Task directions:
Copy out the stretch of the listing from the line containing "the car side" through the line containing "(1139, 609)", requests included. Shift every coordinate in the answers by adding 67 to each number.

======== Material to process ========

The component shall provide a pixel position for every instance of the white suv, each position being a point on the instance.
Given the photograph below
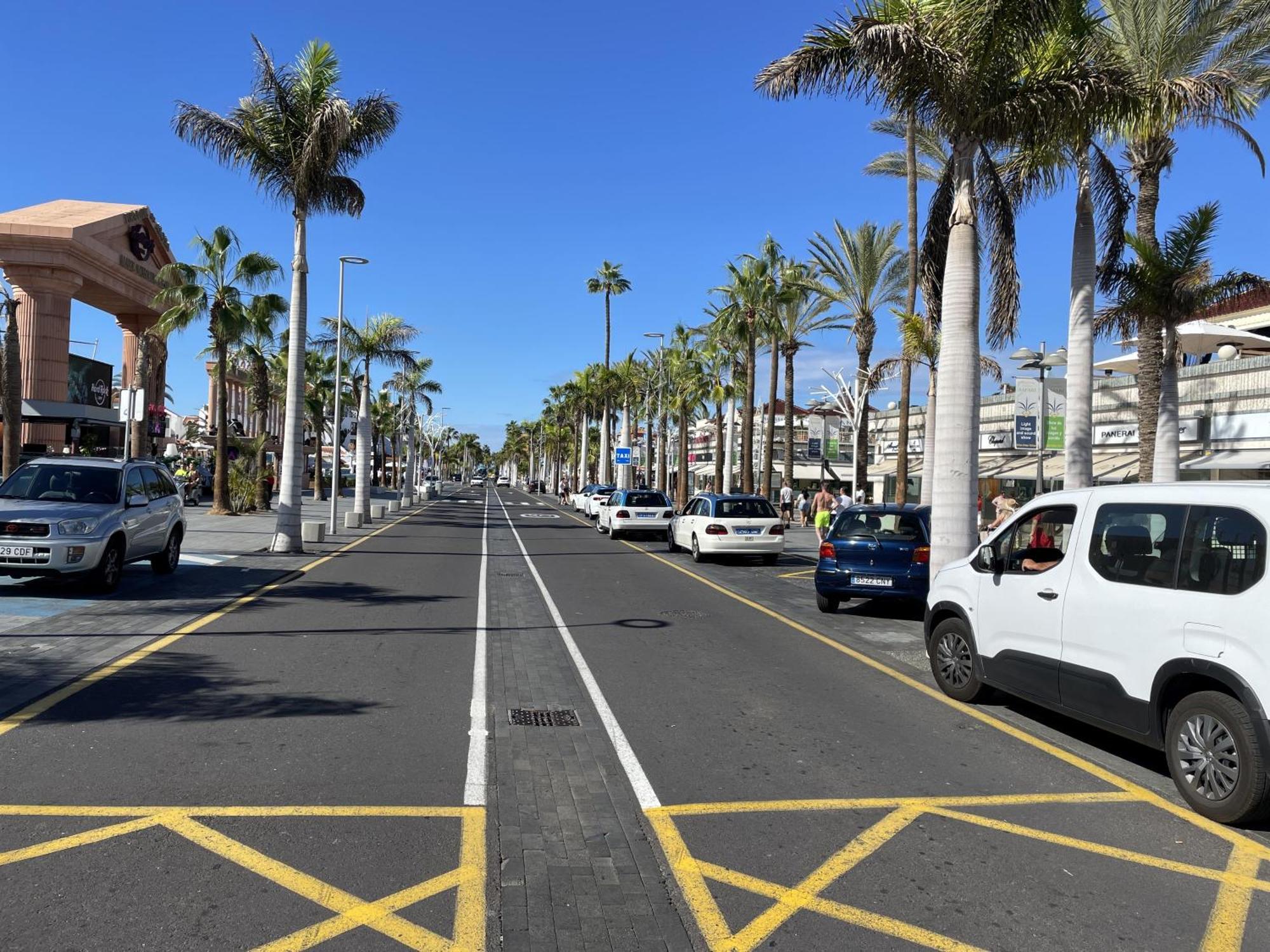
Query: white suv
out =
(1141, 610)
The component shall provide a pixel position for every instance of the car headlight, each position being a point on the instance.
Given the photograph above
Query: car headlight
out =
(77, 527)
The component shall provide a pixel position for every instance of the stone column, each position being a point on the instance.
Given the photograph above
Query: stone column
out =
(44, 337)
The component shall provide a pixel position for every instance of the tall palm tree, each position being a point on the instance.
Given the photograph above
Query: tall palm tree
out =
(217, 289)
(1196, 63)
(256, 348)
(863, 272)
(1166, 286)
(610, 282)
(981, 74)
(383, 341)
(924, 159)
(299, 140)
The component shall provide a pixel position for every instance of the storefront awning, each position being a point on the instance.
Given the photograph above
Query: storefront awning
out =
(1231, 460)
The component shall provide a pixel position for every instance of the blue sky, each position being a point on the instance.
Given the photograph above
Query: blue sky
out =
(537, 140)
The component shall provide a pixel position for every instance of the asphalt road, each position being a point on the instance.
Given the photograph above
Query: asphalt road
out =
(333, 765)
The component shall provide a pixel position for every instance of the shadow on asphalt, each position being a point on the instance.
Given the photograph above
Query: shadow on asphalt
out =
(191, 687)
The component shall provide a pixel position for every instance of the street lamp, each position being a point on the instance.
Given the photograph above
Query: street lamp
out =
(335, 431)
(1041, 362)
(661, 437)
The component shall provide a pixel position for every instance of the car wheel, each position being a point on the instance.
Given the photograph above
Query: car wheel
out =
(110, 571)
(1215, 758)
(166, 563)
(697, 550)
(954, 663)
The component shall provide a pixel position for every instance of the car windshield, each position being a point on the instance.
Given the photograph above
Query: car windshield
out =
(905, 527)
(650, 499)
(63, 483)
(745, 510)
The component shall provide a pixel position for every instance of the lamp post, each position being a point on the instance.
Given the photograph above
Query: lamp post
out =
(661, 436)
(1042, 364)
(335, 431)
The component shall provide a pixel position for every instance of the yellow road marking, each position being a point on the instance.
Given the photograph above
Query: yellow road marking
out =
(37, 708)
(1230, 916)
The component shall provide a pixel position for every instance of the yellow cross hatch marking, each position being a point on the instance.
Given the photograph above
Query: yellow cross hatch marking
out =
(351, 912)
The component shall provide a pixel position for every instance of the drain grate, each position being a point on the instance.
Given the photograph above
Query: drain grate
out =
(542, 718)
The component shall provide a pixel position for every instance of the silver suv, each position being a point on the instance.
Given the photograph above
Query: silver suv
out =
(77, 516)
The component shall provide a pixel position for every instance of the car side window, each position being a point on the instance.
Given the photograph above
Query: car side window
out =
(1224, 552)
(137, 486)
(1137, 544)
(1039, 540)
(154, 488)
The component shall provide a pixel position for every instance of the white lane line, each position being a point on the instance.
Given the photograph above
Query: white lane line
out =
(639, 781)
(478, 738)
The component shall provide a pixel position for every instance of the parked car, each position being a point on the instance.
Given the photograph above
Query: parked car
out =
(876, 552)
(631, 511)
(728, 525)
(598, 497)
(88, 517)
(1137, 609)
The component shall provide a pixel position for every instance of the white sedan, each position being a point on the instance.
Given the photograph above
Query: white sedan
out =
(634, 511)
(594, 502)
(732, 525)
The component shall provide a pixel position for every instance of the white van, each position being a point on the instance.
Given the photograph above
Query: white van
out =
(1139, 609)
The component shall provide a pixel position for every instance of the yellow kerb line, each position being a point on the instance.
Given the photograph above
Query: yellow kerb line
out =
(39, 706)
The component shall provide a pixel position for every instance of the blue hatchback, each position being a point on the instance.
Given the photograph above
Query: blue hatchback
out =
(876, 552)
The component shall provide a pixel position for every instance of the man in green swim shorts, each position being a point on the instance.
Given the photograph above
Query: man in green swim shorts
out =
(822, 511)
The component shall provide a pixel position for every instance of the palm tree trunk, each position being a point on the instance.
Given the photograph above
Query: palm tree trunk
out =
(747, 418)
(953, 516)
(1079, 430)
(789, 416)
(222, 478)
(286, 534)
(770, 428)
(1166, 464)
(12, 389)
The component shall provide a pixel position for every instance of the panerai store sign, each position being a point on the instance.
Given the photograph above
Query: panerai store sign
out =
(1118, 435)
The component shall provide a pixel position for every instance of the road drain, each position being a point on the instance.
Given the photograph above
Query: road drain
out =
(542, 718)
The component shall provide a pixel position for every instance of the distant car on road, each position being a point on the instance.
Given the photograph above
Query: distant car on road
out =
(631, 511)
(876, 552)
(88, 517)
(728, 525)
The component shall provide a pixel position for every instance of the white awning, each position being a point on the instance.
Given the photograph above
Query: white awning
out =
(1231, 460)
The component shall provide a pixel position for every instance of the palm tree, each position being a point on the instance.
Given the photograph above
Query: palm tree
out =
(609, 281)
(213, 290)
(299, 140)
(863, 272)
(384, 340)
(1194, 64)
(981, 74)
(1166, 286)
(925, 158)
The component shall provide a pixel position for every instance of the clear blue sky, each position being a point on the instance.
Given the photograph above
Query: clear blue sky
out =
(535, 142)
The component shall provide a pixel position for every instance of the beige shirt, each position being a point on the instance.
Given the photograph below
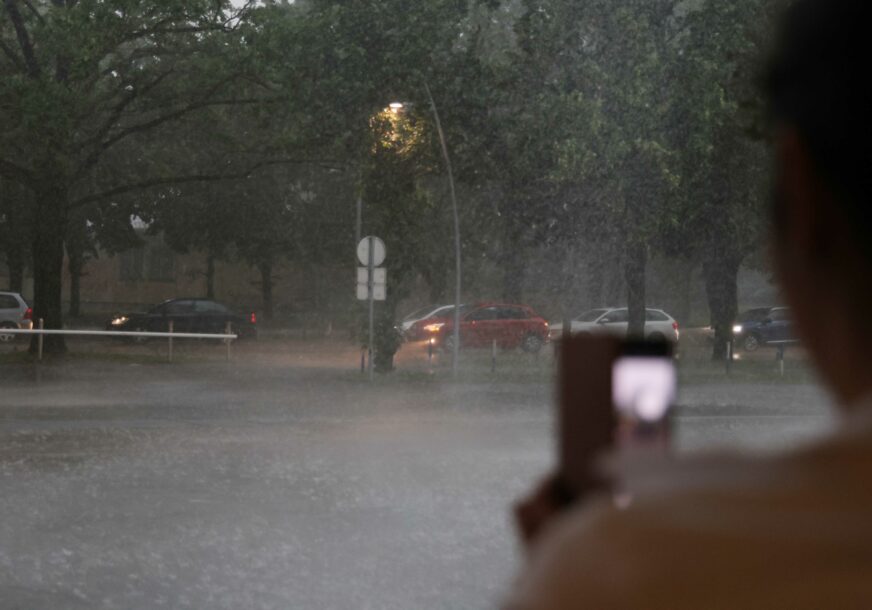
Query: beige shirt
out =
(791, 532)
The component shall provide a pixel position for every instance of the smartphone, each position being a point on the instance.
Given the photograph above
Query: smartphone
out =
(614, 395)
(643, 385)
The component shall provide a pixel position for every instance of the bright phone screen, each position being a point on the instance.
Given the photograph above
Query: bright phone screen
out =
(643, 387)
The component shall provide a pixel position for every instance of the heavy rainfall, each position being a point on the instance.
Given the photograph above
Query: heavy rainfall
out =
(337, 433)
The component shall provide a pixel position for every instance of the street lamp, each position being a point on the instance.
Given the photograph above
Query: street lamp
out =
(397, 107)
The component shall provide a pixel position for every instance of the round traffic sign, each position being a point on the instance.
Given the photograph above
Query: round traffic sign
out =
(378, 251)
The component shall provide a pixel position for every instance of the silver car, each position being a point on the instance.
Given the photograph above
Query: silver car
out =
(14, 313)
(658, 324)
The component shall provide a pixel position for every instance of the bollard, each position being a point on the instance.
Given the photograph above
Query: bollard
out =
(170, 341)
(780, 356)
(729, 357)
(39, 340)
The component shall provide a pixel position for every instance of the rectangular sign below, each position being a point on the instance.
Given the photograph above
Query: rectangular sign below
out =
(379, 292)
(379, 275)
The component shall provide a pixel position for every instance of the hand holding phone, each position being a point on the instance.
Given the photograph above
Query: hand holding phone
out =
(612, 395)
(615, 395)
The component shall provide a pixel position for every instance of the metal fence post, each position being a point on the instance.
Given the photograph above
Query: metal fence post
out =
(170, 343)
(780, 357)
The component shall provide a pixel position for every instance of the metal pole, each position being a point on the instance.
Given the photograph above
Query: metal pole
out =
(729, 356)
(170, 343)
(457, 248)
(359, 223)
(369, 286)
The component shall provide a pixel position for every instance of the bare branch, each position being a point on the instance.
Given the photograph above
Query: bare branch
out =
(23, 37)
(10, 53)
(176, 114)
(173, 180)
(33, 10)
(114, 115)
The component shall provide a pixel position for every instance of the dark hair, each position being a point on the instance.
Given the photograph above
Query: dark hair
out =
(818, 82)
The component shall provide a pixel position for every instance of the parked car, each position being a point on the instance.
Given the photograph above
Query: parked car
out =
(659, 325)
(763, 326)
(511, 326)
(415, 330)
(424, 313)
(187, 316)
(14, 313)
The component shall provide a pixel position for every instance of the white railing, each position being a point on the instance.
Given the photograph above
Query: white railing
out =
(227, 336)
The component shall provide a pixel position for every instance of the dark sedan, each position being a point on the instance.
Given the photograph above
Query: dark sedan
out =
(764, 326)
(187, 316)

========

The result:
The component shall provide a pixel position for every instance of the car side window, each position being a point on the instance.
Given the photograph above
Query: car side window
out =
(1291, 619)
(204, 553)
(1204, 611)
(1106, 607)
(221, 555)
The component shall provide a pixel position for every instance of the white lane line, each position being a point on the instance.
Given the photograph above
Query: white lane line
out =
(706, 848)
(545, 805)
The component shall provide a pixel position for every instance of the parked car, each position being a point on the instance.
Given the photograph above
Query: parked car
out =
(943, 619)
(698, 578)
(795, 592)
(665, 564)
(155, 584)
(1204, 676)
The component shall provide a pixel position for every instance of the white sedan, each position being a point on the instance.
Given the photograph above
Query: white sedan
out =
(701, 578)
(661, 569)
(799, 592)
The component shall provide a pixel position for every instance of the white van, each position being a point on the instance.
Given the photograph above
Query: white van
out =
(1206, 676)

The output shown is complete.